### Excerpted text:
Two new books detail the impossible burden of turning around the city’s jails.

Two new books detail the impossible burden of turning around the city’s jails.

Foul dungeons do not make decent citizens… I believe the principal reason for our unspeakably vile jail conditions to be, not that the public is indifferent, but that it is not informed. I have endeavored, therefore, to bring home the fact that, relics of the dark ages as they are, such conditions do exist, and not in occasional instances but in almost every jail in America…once the public became cognizant of this barbarous situation, it would demand a swift change.

-Joseph Fulling Fishman, “Crucibles of Crime: The Shocking Story of the American Jail,” 1923

For a hesitant moment the lid on the garbage can is lifted. We look inside, see and smell the muck we’ve probably known was in there all along, experience the appropriate shock, revulsion and shame, and then move on to the next garbage can…changing nothing… After spending hour after hour inside the Tombs and speaking with hundreds of the inmates, I’ve come to the conclusion that perhaps there is only one meaningful reform: Let them out.

-Geraldo Rivera, former Board of Correction mayoral appointee, letter to the editor, New York Times, 1971


It has been 100 years since Joseph Fishman, the first inspector of jails for the U.S. government, wrote that most American jails are “repellant human dumping grounds,” and about 50 years since NYC Board of Correction member Geraldo Rivera, sounding like an abolitionist, resigned. Both of them, like two recently published histories of New York City’s jails — “Rikers: An Oral History” by Graham Rayman and Reuven Blau and “Captives: How Rikers Island Took New York City Hostage” by Jarrod Shanahan — force us to ask: Why has little to nothing changed for the better inside New York City’s jails?

The two books use different methods, but both make forceful cases for the closure of Rikers Island and for sweeping changes to the way we incarcerate. Together, the books give the reader the sense that either reform of NYC’s jails is doomed to inevitable failure or we must try something extraordinarily different, starting with fewer jails and people in jail.

The only reasonable conclusion from these well-researched histories is that Rikers Island is irredeemable and must be shuttered.

### Supplied data:
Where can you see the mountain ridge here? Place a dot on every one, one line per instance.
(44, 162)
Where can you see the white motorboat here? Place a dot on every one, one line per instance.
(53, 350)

### Given problem:
Quote word for word from the passage on New York City's jails, starting at "For a hesitant" and stopping after "Let them out.".

### Result of this task:
For a hesitant moment the lid on the garbage can is lifted. We look inside, see and smell the muck we’ve probably known was in there all along, experience the appropriate shock, revulsion and shame, and then move on to the next garbage can…changing nothing… After spending hour after hour inside the Tombs and speaking with hundreds of the inmates, I’ve come to the conclusion that perhaps there is only one meaningful reform: Let them out.